"""

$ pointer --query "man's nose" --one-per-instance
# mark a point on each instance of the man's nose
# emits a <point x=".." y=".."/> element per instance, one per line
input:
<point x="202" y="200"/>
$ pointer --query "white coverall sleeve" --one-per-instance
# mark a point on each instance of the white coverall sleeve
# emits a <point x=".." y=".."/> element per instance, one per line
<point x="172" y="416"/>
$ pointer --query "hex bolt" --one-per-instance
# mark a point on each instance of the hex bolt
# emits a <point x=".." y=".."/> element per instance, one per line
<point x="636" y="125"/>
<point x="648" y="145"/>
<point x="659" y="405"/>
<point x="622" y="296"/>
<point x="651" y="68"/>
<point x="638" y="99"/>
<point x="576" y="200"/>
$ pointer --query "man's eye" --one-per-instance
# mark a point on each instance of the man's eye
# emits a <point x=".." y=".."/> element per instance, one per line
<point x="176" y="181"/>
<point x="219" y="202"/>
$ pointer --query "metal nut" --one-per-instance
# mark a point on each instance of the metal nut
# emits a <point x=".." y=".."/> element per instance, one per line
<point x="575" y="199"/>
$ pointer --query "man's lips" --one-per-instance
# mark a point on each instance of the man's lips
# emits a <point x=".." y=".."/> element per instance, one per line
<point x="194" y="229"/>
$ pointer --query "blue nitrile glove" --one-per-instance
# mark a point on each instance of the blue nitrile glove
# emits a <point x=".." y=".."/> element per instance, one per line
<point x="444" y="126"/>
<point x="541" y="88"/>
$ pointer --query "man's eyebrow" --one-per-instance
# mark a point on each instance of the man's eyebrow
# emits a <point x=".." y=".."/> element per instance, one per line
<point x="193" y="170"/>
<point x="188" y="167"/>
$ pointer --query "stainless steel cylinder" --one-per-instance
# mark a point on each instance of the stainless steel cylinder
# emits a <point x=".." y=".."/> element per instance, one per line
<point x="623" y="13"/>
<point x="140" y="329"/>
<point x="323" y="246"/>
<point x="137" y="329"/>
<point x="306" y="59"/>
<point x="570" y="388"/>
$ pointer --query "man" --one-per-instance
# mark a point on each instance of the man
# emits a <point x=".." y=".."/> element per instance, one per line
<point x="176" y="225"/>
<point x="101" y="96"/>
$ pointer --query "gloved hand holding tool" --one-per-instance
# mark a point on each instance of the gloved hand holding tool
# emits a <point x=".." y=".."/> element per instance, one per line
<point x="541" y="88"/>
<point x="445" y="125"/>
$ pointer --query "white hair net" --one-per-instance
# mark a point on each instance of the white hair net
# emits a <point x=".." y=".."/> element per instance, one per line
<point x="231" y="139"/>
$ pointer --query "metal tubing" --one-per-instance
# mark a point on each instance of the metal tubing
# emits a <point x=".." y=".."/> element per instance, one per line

"""

__What to work on__. All lines from the one that contains "# mark a point on each instance of the metal tubing" to the last line above must be given again exactly, with both included and nothing added.

__Task output__.
# mark a point on each instance of the metal tubing
# emits a <point x=".." y=".."/> element per instance, one per line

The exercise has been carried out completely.